WHAT TO WORK ON —
Rewrite everything from the start of the data down through the line containing "[[84, 73], [84, 69], [79, 69], [79, 73]]", swapping "window" for "pane" and leaving everything else unchanged.

DATA ENTRIES —
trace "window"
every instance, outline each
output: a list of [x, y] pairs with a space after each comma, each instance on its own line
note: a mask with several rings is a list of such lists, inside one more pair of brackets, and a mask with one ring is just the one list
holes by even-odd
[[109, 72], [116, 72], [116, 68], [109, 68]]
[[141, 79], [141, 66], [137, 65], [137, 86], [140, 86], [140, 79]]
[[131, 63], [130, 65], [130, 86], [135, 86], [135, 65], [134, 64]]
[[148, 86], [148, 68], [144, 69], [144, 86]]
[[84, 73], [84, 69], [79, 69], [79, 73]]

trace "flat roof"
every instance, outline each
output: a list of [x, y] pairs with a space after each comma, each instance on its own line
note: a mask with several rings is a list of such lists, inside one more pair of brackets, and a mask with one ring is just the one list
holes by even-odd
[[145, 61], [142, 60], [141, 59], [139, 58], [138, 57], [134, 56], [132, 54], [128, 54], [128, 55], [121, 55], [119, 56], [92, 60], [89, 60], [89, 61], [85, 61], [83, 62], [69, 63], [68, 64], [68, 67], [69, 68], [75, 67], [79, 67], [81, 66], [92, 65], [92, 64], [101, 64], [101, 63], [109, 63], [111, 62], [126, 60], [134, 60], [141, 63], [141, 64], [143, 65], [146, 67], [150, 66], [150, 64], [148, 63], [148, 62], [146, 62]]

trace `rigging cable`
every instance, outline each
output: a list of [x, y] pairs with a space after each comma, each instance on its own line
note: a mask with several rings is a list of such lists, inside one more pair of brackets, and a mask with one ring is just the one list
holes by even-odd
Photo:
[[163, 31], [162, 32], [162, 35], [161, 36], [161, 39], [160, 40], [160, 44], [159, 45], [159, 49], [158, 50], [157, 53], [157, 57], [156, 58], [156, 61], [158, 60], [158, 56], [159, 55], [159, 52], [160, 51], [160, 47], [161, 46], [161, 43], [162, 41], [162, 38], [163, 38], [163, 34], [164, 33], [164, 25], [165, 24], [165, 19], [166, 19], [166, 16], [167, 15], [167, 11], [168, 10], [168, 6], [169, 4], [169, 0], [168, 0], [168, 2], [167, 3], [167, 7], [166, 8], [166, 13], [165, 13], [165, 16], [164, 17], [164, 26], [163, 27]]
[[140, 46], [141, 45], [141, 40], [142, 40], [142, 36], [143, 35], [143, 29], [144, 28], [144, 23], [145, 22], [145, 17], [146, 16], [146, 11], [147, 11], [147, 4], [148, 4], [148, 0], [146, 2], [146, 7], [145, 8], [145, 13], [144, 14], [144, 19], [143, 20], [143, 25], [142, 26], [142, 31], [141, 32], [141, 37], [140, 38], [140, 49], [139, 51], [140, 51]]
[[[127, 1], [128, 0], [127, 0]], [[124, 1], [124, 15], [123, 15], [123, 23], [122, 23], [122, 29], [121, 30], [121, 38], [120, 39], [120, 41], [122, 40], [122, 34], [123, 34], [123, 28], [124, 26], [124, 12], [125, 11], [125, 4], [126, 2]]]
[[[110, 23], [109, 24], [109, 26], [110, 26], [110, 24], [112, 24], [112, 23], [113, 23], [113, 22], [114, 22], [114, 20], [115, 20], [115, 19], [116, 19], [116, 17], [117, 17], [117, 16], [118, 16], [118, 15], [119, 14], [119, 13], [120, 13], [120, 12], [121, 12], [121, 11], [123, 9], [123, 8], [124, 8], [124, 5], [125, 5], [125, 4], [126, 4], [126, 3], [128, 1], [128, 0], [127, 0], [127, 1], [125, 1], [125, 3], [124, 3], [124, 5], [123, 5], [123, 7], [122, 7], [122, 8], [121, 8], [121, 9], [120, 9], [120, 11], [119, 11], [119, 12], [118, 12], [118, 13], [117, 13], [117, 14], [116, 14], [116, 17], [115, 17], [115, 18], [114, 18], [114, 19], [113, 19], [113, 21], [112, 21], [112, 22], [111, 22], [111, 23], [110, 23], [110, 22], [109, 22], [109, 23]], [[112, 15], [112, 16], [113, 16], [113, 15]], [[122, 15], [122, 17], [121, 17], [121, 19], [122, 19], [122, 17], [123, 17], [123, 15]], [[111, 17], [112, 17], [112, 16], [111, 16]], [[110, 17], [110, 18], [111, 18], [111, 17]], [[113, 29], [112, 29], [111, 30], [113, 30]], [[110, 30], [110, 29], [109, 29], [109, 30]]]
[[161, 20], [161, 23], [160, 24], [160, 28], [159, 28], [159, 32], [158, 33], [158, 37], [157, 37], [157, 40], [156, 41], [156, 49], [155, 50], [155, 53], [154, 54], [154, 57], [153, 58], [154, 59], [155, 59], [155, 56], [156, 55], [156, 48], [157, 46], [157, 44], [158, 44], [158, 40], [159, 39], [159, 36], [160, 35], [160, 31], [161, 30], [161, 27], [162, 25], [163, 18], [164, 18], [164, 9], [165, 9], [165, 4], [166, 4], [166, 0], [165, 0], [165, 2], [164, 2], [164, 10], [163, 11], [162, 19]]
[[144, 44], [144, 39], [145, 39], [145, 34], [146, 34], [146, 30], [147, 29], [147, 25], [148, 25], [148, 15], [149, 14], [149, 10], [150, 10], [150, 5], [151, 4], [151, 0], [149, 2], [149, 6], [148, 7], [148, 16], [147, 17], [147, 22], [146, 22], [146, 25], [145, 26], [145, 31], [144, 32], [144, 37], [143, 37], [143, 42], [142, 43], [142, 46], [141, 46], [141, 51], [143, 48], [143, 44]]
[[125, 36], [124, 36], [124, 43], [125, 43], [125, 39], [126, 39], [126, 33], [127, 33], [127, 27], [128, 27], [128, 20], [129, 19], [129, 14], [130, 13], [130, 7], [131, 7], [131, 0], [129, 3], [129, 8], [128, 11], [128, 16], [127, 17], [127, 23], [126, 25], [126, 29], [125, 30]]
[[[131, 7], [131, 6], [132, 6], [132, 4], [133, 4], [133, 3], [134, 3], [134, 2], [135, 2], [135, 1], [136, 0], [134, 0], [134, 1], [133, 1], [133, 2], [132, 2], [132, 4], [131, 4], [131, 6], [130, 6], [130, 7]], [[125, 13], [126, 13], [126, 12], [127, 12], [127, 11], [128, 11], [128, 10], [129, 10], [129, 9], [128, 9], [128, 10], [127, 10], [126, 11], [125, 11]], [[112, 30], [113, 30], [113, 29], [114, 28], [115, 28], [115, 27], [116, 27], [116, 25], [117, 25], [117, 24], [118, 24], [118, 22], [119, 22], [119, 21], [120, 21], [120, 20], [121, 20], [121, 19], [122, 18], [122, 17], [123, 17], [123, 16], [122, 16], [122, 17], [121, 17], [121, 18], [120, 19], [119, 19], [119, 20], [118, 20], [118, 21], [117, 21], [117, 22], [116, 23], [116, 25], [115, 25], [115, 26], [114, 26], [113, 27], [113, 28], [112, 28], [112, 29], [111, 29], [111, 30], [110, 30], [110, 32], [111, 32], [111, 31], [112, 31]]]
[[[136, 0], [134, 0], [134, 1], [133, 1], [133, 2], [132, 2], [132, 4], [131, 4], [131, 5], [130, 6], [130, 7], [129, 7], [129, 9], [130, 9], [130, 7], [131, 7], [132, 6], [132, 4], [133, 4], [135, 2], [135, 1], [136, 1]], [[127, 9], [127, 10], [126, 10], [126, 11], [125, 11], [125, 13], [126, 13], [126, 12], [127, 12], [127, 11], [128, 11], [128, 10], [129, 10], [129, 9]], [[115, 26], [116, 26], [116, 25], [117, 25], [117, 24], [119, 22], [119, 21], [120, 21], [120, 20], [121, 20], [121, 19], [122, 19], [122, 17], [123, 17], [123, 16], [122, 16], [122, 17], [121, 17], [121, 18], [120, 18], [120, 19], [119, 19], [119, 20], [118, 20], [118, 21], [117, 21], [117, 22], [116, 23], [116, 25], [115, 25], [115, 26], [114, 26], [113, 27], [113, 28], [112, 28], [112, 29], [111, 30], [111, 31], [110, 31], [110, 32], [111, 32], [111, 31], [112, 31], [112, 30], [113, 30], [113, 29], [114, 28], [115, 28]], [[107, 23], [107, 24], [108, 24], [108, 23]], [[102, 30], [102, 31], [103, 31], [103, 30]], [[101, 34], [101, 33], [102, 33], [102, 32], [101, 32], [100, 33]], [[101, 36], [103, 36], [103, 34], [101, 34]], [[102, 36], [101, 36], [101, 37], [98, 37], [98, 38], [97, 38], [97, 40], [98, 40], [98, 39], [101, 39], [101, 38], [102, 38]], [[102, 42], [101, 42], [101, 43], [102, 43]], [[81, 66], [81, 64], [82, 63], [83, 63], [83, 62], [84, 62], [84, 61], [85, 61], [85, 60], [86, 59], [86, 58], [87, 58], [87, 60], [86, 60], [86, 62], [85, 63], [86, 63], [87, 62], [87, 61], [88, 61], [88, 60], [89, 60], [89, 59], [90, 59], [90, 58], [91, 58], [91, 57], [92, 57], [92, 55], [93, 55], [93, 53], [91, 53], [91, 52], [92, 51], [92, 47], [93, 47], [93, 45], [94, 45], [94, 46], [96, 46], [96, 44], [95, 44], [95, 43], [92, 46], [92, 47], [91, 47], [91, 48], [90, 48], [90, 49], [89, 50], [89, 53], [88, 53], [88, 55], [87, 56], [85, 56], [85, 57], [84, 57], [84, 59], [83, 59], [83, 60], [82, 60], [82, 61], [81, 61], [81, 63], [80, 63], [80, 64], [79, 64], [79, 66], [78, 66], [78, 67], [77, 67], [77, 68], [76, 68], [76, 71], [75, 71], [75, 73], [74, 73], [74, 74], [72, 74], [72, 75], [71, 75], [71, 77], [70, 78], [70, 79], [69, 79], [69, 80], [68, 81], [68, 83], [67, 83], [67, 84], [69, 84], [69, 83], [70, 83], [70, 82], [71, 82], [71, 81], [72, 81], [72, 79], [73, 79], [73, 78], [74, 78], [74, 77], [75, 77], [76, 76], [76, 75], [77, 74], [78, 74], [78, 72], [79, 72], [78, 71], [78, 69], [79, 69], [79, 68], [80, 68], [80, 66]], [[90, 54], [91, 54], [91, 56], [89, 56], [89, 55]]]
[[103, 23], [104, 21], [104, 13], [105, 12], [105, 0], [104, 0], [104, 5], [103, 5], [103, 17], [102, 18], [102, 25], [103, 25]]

RESPONSE TO THIS EXERCISE —
trace "pane"
every instance, outline each
output: a list of [x, y] pairs with a space after each comma, each instance on its own line
note: a mask with several rings is a list of such lists, inside one more pair of brackets, and a mask with one ring is just the one list
holes by even-odd
[[109, 72], [116, 72], [116, 68], [109, 68]]
[[141, 79], [141, 66], [137, 65], [137, 86], [140, 86], [140, 79]]
[[131, 63], [130, 65], [130, 86], [135, 86], [135, 65], [134, 64]]
[[148, 86], [148, 68], [144, 69], [144, 86]]
[[84, 73], [84, 69], [79, 69], [79, 73]]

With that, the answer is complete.